%%

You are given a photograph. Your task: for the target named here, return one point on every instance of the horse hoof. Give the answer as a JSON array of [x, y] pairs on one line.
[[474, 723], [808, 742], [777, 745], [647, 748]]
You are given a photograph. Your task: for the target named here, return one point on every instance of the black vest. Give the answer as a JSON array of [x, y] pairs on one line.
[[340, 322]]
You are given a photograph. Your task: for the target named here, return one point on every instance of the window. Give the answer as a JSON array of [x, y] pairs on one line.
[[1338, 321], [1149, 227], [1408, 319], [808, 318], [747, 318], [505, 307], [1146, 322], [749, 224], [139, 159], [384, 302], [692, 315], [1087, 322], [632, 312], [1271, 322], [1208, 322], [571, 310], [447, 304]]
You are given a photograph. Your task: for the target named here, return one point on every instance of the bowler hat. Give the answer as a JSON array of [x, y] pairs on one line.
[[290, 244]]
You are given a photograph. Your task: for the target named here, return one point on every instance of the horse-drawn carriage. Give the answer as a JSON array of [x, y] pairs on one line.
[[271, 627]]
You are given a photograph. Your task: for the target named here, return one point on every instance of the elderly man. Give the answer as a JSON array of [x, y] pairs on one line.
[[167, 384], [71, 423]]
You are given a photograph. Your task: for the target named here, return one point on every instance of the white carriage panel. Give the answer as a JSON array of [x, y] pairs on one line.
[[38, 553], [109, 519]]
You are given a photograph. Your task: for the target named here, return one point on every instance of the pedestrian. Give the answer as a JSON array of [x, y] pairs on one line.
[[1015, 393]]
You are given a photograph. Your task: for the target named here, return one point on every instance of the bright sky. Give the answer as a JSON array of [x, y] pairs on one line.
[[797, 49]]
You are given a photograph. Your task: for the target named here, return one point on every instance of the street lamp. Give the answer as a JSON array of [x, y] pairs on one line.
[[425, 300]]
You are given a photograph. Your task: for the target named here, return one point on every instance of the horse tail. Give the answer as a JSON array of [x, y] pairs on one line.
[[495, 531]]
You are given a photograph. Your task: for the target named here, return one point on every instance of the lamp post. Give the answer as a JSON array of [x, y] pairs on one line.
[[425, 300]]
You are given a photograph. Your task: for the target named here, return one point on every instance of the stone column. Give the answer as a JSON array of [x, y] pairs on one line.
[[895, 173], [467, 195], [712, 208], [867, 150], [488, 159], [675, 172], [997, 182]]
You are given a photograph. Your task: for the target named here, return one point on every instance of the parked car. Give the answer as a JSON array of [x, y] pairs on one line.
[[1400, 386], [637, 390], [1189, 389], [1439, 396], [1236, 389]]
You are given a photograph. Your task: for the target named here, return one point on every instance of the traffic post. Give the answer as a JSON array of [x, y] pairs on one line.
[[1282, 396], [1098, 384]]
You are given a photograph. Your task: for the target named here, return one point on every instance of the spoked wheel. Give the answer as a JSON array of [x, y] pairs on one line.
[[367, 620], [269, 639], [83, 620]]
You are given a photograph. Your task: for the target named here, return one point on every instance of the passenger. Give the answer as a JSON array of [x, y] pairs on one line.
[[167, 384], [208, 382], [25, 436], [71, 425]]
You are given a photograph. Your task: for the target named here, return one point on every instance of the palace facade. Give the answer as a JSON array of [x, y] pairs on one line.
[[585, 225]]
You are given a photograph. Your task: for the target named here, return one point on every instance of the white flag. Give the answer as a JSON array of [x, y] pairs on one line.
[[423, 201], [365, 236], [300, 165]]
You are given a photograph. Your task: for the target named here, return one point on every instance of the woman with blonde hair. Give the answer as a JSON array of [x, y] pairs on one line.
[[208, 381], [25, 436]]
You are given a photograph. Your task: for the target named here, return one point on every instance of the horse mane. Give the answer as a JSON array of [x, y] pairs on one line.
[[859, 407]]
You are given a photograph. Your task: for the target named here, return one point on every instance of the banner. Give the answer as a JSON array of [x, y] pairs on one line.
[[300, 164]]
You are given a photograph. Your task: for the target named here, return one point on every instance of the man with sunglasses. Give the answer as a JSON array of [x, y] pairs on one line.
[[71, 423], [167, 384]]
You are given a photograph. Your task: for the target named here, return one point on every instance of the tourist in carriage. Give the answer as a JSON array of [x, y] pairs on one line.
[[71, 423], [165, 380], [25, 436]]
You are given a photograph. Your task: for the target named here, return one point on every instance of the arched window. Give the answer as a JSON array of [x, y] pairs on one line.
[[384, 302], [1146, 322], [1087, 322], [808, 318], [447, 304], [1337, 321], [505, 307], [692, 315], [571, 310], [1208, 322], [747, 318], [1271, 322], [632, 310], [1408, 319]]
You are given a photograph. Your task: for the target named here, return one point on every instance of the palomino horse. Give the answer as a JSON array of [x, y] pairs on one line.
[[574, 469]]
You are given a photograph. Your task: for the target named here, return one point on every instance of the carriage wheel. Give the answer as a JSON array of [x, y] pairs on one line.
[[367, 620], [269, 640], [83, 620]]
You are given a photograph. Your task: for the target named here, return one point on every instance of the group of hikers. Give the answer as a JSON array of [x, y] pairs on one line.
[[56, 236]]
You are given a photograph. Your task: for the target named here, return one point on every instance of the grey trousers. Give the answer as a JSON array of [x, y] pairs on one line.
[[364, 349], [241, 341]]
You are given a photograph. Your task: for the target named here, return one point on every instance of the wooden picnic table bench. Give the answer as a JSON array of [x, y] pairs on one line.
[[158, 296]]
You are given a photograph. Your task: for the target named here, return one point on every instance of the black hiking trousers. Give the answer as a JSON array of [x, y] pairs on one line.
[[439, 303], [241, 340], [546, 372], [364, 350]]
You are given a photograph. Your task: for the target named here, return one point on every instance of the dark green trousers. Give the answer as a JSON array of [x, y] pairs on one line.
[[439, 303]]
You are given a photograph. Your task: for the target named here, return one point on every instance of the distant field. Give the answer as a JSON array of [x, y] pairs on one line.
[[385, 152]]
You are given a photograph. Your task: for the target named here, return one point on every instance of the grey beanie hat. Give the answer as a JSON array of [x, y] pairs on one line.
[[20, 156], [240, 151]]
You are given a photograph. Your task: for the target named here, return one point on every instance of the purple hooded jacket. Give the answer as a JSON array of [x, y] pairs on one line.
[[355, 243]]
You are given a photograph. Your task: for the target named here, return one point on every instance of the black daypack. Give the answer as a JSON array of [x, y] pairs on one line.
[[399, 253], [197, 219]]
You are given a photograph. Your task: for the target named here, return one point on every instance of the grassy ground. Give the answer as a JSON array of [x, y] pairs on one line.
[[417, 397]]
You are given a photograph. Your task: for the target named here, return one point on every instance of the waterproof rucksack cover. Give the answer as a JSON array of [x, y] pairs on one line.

%%

◆ **EXERCISE**
Your answer should be the listing itself, repeated exactly.

◆ **WRITTEN RESPONSE**
You are given a photograph. Your task: for the target named here, return one point on every instance of the horse hoof. Give the answer as a JSON array of [x, y] pairs on one line.
[[474, 723], [808, 742], [777, 745], [647, 748]]
You are given a photograph. Your task: for the target named here, return one point on every instance of the black vest. Give the answer as a JSON array of [x, y] pairs on one line.
[[340, 322]]
You are given a photograph. Your task: for the target named here, return one point on every instance of the window. Give the answer as a JSON array of [x, y] pairs on one line.
[[1338, 321], [1149, 227], [1408, 319], [808, 318], [747, 318], [505, 307], [1146, 322], [749, 224], [139, 159], [384, 302], [692, 315], [1087, 322], [632, 312], [1271, 322], [1208, 322], [571, 310], [447, 304]]
You are given a photograph. Your task: for the target named here, return one point on every instance of the bowler hat. Give the answer as a JSON array of [x, y] pairs on one line.
[[290, 244]]
You are given a photograph. Your task: for the target named here, return one point on every instance of the horse-drawn carriage. Give the answer as a JSON array of [x, y] pairs on one line.
[[271, 627]]
You are given a photograph. Your task: for the target named here, return one point on every instance of the elderly man. Give the answer as a JSON array of [x, y] pairs on one line.
[[167, 384], [71, 423]]
You are given a photograph. Your task: for the target named here, return one point on every instance of the white carriage panel. Give the answer as a JSON array of [x, y] pairs on one line.
[[38, 553], [109, 519]]
You are given a photograph. Your task: for the target named here, return one point on every instance of the pedestrian. Give the answer as a JSON array of [x, y] pairs on one line.
[[1015, 393]]
You are given a photograph. Your task: for the target named here, return one point on every instance of the bright sky. Give the answer as a JSON array of [x, y] pairs on one line.
[[797, 49]]
You are given a photograph. Your task: for the target named here, return one point on every instance of the street lamp. Give the answer as a JSON array of [x, y] pairs on one line.
[[425, 300]]
You are given a photograph. Your task: for the target named here, return one point on every instance of the horse tail. Give the answer as a JSON array of [x, y] pairs on one line.
[[495, 531]]
You are given a photograph. Your task: for the target named here, return one point on every instance of the lamp post. Give the answer as a JSON array of [x, y] pairs on one line.
[[425, 300]]
You are given a photograph. Your task: for the target named here, return one point on every instance of the stone column. Give the answer as a JSON array of [x, y] pairs on one line.
[[895, 173], [467, 195], [712, 208], [867, 150], [488, 159], [675, 172], [997, 182]]
You are given a photograph. Your task: for the target named here, return one point on every instance of the parked car. Give the answer as a JSON array of [x, y] pairs on one line.
[[1400, 386], [637, 390], [1189, 389], [1439, 396], [1236, 389]]
You are given a photograph. Your task: for the target named here, return one point on every instance of the traffic post. Give the answer as a JSON array of [x, y] pairs on one line.
[[1282, 396], [1098, 384]]
You are given a photograph. Your task: for the target named here, return one point on every instance of the spoked wheel. Give the answer as a JSON array of [x, y] pairs on one line.
[[367, 620], [269, 639], [83, 620]]
You are given a photograph. Your task: for the target named here, return one point on every instance of the passenger. Give the answer as a JSON array of [x, y] pairs on one line.
[[167, 384], [208, 382], [25, 436], [71, 425]]
You are given a photograph. Your task: for the target named here, return one point on every instance of the palace facade. Give the answer as a JSON array of [x, y] pairs on one line.
[[585, 225]]
You are given a photograph. Your task: for the target named here, return one point on every instance of the white flag. Give the answer as a JSON array of [x, y] pairs on one line.
[[423, 201], [365, 236], [300, 165]]
You are given a photograph. Your task: for the target named here, return one point on every instance of the woman with blonde hair. Give the answer as a JSON array of [x, y] pairs on one line.
[[208, 381], [25, 436]]
You are given a photograph. Your task: for the target named here, return one point on every instance of the horse mane. Give the answer as a JSON array of [x, y] pairs on one line.
[[859, 407]]
You are given a photograph. Your task: for the target named here, return one point on every instance of the banner. Give the answer as a JSON array of [x, y] pairs on one line.
[[300, 164]]
You are given a photograph. Your task: for the target named here, return one point on every instance of the man with sunglasses. Give the answer as a JSON array of [x, y] pairs on one line.
[[71, 423], [167, 384]]
You are given a photograph. Your task: for the target named here, return one point on every instance of the tourist in carriage. Give the answer as a JSON array of [x, y] pairs on one line.
[[71, 423], [165, 380], [25, 436]]
You are given a photograph. Your task: for the target named here, return one point on every instance of the arched window. Give the answer as a JSON array of [x, y] pairs on one line.
[[384, 302], [1146, 322], [1087, 322], [808, 318], [447, 304], [1337, 321], [505, 307], [692, 315], [571, 310], [1208, 322], [747, 318], [1271, 322], [632, 310], [1408, 319]]
You are given a photograph. Your task: for the target named here, return one point on every instance of the palomino horse. Give the answer as a JSON array of [x, y] pairs on one line.
[[574, 469]]
You are given a photograph. Your task: for the target named here, return one point on every instance of the carriage wheel. Give the answer as a JSON array of [x, y] pairs on one line.
[[367, 620], [269, 640], [83, 620]]
You are given a photograph. Your task: for the target named here, return one point on every instance of the group of hikers. Give the answer as a JSON array of [x, y] pairs on one line.
[[56, 236]]
You are given a photograph. Your task: for the target named here, return one point on every instance of the grey trousers. Give the answer as a JSON array of [x, y] pairs on one line.
[[364, 349], [241, 341]]
You are given a photograph. Your task: for the target named here, return one point on every instance of the wooden picnic table bench. Give the answer as a JSON array of [x, y] pairs on one line.
[[158, 296]]
You are given a photograph. Your task: for the target named here, return one point on every instance of the black hiking trousers. Give the answer as a JSON array of [x, y] pairs on one line.
[[439, 303], [241, 340], [546, 372], [364, 350]]
You are given a photograph. Your task: for the target named here, return one point on every instance of the dark green trousers. Give the answer as a JSON array of [x, y] pairs on one line.
[[439, 303]]
You are given a photograph. Your task: for the target named here, return one point on every instance of the distant field. Give the answer as a JSON array of [x, y] pairs on one line.
[[385, 152]]
You are given a photograph. Your task: for the target named here, return one point on every instance of the grey beanie hat. Give the answer as a JSON array of [x, y] pairs on one line.
[[20, 156], [240, 151]]
You are given a photograph. Your task: for the target named here, return one point on every instance of the purple hooded jacket. Give the answer as a JSON array of [x, y] pairs on one line.
[[355, 243]]
You are given a photograph. Your task: for the target named here, return one point on every instance of the black daypack. Give the answer as a JSON array of [x, y] pairs on one line.
[[399, 253], [197, 219]]
You are given a photograph. Your task: for the target named here, return one point on every instance of the grassy ground. Give the answer as a JSON array of [x, y] pairs on one line.
[[417, 397]]
You are given a photograph. Your task: for the target named here, return one point on every instance of the waterproof rucksack cover. Give the answer as a JSON array of [x, y] pairs on one line.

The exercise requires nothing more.